Problem:
Go through the listing and pick out each line with the word "light" in it.

[Start of section]

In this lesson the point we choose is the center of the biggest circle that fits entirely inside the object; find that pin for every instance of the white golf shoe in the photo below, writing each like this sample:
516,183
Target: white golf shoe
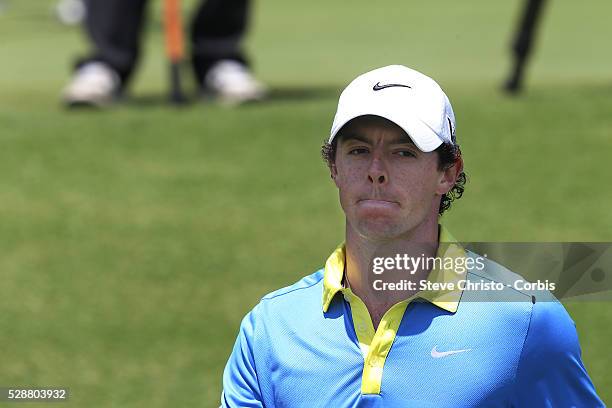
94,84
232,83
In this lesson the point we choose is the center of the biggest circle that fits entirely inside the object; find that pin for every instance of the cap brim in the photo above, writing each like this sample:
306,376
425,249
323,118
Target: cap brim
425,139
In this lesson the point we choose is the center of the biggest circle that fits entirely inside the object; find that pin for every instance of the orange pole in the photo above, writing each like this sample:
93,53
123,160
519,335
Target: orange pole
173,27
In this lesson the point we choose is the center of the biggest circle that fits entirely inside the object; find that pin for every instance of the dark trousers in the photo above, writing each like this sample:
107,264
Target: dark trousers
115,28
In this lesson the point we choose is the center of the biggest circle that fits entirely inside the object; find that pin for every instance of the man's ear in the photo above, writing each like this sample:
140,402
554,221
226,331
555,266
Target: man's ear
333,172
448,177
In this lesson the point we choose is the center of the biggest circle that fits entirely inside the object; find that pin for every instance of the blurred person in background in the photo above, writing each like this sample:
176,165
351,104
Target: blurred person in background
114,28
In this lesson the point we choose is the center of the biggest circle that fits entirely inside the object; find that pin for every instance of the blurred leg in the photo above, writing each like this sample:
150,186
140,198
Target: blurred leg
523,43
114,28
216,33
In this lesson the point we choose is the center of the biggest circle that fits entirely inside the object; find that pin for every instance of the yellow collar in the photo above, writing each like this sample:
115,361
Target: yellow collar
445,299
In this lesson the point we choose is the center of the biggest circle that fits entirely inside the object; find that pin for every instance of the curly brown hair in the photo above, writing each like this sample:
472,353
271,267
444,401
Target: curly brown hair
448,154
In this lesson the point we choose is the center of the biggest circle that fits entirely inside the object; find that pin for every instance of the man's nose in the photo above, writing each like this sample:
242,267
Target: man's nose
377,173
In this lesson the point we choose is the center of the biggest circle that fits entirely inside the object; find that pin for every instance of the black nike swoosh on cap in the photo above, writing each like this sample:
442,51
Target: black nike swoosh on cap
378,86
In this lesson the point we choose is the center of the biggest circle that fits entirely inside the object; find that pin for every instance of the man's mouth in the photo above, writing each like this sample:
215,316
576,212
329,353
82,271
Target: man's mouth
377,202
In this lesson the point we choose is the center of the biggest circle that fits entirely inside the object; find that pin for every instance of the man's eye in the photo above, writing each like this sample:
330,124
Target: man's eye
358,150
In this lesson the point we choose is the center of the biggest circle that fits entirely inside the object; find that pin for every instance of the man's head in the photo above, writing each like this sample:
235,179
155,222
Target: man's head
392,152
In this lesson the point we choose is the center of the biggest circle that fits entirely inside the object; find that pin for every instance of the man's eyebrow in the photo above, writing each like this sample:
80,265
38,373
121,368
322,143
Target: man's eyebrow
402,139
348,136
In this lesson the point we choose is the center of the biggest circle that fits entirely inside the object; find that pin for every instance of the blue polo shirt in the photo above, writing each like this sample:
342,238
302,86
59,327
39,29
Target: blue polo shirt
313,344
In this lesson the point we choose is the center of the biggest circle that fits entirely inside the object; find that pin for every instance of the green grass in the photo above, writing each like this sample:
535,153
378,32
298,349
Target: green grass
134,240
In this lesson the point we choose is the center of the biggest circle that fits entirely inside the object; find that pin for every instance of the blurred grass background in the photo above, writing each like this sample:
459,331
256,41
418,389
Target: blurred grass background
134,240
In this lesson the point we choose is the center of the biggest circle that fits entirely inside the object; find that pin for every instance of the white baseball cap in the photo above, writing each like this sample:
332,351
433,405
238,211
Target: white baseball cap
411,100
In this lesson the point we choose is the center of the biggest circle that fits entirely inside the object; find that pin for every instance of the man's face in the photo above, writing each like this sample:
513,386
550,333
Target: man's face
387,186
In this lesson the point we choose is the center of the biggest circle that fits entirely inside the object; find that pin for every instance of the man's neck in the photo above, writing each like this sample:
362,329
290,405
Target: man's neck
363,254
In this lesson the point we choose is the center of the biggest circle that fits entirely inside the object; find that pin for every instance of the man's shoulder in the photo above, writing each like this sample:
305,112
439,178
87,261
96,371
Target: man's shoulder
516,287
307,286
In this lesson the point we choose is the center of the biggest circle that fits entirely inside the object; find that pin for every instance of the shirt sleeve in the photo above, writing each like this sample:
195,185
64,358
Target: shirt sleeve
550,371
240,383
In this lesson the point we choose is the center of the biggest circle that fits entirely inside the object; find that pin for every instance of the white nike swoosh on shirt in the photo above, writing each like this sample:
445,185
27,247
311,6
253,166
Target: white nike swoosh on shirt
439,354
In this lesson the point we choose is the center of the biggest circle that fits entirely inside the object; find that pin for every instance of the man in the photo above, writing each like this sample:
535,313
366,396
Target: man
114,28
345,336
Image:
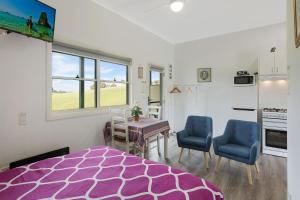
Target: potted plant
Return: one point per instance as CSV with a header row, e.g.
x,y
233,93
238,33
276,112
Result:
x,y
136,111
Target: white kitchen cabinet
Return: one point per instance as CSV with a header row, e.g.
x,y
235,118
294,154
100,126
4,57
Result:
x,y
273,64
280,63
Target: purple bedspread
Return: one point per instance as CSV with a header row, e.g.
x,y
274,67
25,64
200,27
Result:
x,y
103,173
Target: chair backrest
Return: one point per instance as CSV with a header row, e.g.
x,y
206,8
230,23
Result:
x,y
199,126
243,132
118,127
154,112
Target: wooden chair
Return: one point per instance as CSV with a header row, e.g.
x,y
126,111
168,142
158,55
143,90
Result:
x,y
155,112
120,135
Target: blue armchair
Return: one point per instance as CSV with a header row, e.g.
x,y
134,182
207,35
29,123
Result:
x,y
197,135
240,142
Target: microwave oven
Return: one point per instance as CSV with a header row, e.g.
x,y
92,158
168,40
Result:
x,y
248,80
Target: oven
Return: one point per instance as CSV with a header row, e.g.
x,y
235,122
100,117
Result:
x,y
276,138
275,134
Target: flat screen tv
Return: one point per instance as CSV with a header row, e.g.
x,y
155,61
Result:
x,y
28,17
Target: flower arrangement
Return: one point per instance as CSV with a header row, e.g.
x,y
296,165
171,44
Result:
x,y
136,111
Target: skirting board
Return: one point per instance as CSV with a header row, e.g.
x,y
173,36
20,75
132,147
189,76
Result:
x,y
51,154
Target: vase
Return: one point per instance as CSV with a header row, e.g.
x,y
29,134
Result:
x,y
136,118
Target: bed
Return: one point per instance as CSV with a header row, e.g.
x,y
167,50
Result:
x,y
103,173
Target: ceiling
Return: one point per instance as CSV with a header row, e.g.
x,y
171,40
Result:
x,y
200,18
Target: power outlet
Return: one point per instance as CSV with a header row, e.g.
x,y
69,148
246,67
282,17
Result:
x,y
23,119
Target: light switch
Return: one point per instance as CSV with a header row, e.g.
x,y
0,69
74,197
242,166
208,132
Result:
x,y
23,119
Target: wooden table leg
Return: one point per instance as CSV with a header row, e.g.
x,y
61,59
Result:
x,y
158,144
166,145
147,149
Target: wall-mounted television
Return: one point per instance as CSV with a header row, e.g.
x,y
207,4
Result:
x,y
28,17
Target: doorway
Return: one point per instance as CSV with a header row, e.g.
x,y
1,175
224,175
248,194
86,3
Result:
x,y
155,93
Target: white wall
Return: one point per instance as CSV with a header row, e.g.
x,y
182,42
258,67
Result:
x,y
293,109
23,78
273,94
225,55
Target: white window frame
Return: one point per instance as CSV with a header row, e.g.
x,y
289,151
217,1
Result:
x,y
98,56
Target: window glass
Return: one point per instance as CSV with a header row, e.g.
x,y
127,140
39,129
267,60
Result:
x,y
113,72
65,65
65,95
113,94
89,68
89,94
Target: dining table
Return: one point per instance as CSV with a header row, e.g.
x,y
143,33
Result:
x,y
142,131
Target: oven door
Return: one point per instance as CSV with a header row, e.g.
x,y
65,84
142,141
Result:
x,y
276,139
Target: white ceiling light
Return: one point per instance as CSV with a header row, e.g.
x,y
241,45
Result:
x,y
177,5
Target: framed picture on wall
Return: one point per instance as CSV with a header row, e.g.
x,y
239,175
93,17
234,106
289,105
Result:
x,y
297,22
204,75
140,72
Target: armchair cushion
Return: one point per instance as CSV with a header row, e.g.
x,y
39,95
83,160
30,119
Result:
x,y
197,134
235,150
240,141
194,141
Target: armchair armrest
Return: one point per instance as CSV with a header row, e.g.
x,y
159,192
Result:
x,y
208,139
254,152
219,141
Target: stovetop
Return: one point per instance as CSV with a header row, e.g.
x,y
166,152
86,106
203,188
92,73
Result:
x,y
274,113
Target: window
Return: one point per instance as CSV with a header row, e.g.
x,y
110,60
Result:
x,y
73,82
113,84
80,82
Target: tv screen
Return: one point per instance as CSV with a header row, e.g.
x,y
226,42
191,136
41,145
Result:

[End of section]

Task response:
Target: light switch
Target: white ceiling light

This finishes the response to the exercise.